Vanadium flow batteries offer the kind of low cost, high capacity energy storage solutions that will help transform the wind and the sun into power sources that rival fossil fuel plants for stability and reliability, but as always there are a couple of catches: where to get the silvery transition metal vanadium, and how to keep the price down?

CleanTechnica has been following one company, American Vanadium, that is solving the US vanadium problem by developing the nation’s only vanadium mine. Located in Nevada, the mine will deploy some low cost operating strategies to keep the price of vanadium down. Putting its money where its mouth is, American Vanadium will also power the mining operations partly by a solar array/vanadium flow battery combo.

Now, here’s another vanadium flow battery company, Imergy™ Power Systems, which has come up with an interesting solution of its own.

Imergy vanadium flow battery

Vanadium flow battery (cropped) courtesy of Imergy Power Systems.

Imergy Power Systems

According to an email we received from an Imergy rep, rather than digging for new vanadium Imergy is recovering vanadium from mine tailings and abandoned oil wells. That’s a sustainable strategy which results in significantly lower costs, but the sticky wicket is the quality of the vanadium from those sources.

Imergy has engineered a workaround through a series of patented improvements covering the chemistry and chemical processes of the flow battery itself, as well as materials and stack components, instruments and sensors, and engineering and control systems.
+++++
__Exercise instructions__
From the vanadium flow battery text, list every area that Imergy's patented improvements cover.
+++++
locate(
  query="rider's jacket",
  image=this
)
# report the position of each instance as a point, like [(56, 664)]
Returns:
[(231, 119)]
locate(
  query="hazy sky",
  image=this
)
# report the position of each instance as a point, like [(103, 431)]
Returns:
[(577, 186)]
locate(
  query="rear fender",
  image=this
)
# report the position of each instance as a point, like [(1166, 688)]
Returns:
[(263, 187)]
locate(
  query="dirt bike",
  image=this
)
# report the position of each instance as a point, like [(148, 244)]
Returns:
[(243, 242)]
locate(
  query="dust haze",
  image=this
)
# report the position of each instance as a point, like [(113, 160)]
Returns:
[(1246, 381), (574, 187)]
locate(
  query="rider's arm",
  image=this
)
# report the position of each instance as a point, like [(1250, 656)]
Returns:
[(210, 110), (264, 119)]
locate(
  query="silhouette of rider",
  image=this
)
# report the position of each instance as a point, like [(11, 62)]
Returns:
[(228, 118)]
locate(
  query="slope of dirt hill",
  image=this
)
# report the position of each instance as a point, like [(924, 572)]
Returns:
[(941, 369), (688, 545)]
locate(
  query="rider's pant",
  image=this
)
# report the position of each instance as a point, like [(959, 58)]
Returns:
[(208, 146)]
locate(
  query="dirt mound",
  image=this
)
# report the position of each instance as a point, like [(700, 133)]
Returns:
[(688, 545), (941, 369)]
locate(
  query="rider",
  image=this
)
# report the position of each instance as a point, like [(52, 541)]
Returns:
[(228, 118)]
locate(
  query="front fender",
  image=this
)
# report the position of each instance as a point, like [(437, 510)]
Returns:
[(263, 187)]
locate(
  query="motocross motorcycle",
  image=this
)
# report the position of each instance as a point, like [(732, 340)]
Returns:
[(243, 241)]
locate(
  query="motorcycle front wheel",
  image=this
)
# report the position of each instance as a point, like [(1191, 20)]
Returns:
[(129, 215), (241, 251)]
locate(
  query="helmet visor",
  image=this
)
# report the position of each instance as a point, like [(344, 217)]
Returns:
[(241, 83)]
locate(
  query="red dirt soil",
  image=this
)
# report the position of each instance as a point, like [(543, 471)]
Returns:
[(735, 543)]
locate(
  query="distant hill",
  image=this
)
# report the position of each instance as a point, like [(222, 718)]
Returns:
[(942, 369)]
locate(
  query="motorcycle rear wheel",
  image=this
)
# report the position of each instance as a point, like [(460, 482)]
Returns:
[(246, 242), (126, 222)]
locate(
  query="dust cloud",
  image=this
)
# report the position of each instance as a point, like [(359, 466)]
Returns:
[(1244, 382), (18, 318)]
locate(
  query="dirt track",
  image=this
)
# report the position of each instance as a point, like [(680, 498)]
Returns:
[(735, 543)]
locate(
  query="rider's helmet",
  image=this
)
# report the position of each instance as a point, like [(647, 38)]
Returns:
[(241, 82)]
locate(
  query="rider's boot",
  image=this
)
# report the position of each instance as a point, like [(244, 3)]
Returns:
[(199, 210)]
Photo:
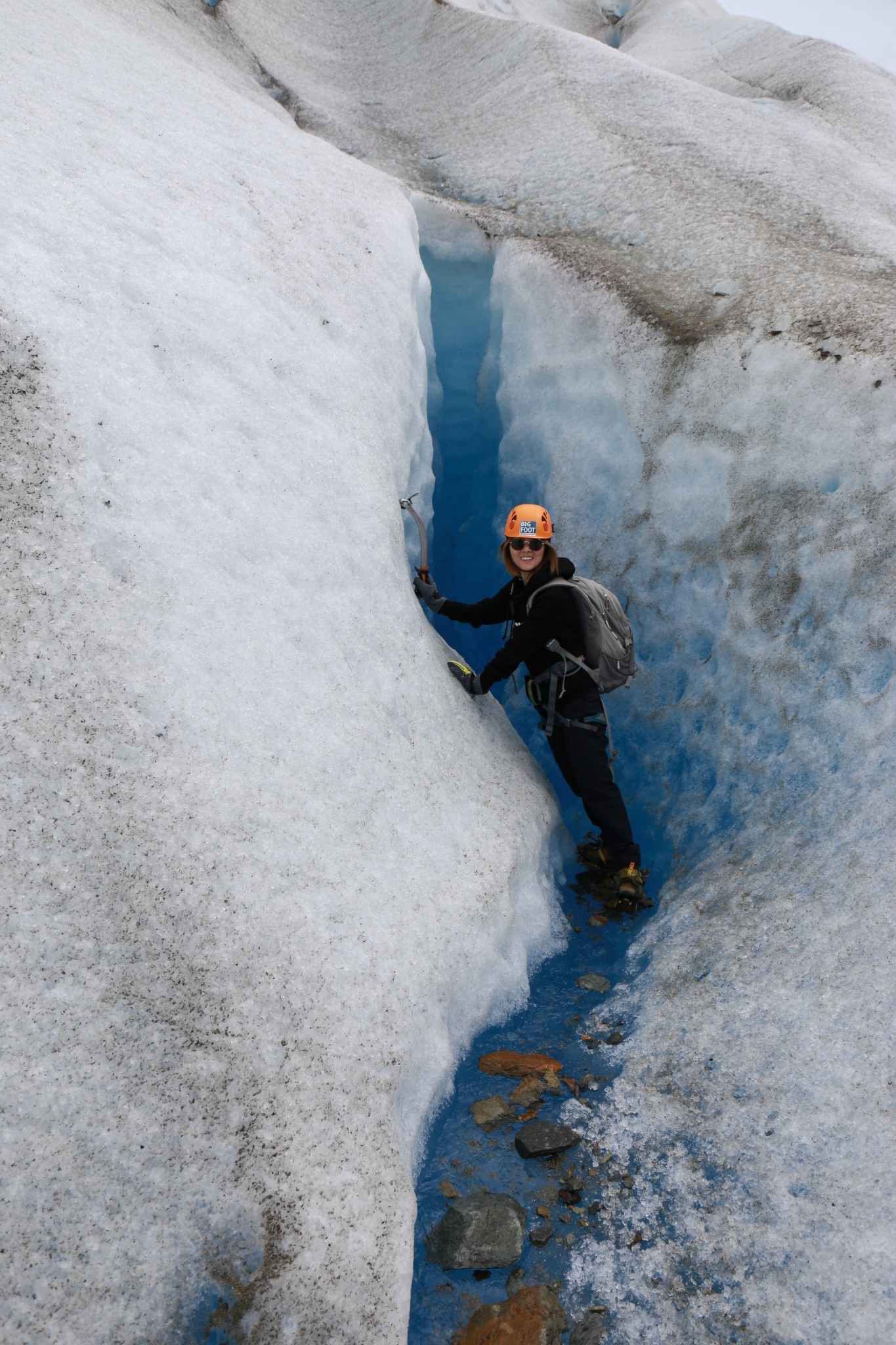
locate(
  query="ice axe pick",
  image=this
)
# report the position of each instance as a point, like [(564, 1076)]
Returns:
[(423, 568)]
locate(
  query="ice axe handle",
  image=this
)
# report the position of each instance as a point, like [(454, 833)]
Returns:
[(423, 568)]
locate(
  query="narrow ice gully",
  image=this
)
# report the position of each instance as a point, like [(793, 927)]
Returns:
[(238, 974), (758, 740)]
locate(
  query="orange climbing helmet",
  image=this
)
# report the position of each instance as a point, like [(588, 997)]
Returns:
[(530, 521)]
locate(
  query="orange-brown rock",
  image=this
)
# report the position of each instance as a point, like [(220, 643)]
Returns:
[(513, 1064), (531, 1317)]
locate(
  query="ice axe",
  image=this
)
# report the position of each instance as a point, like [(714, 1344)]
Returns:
[(423, 568)]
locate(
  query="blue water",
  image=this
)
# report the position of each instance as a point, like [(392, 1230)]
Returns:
[(469, 512)]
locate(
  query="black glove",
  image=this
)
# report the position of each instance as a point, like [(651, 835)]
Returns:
[(427, 592), (467, 677)]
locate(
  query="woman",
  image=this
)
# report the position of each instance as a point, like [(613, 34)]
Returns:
[(576, 721)]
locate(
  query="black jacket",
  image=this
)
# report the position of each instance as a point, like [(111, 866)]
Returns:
[(554, 617)]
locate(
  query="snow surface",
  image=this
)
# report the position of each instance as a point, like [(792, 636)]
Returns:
[(747, 513), (636, 178), (232, 743), (263, 876)]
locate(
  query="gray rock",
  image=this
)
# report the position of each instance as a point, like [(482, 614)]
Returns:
[(490, 1113), (589, 1331), (544, 1137), (594, 982), (481, 1231)]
+++++
__Completed exercise__
- Chemistry and chemical processes of the flow battery itself
- Materials and stack components
- Instruments and sensors
- Engineering and control systems